**Goal**
Render every line of the rows below as a Markdown table with the columns Num and Content, skipping blank lines. Leave the pictures out of the answer.

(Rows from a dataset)

══════

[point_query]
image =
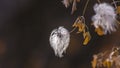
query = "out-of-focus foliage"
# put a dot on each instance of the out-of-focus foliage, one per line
(99, 31)
(107, 59)
(73, 2)
(118, 10)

══════

**Result for this exercise**
| Num | Content |
|---|---|
| 1 | [point_query] |
| 2 | image = |
| 3 | query = "out-of-focus foliage" |
| 4 | # put a dot on each instance of the out-of-focus foliage, one per line |
| 5 | (99, 31) |
| 6 | (107, 59) |
| 7 | (73, 2) |
| 8 | (118, 10) |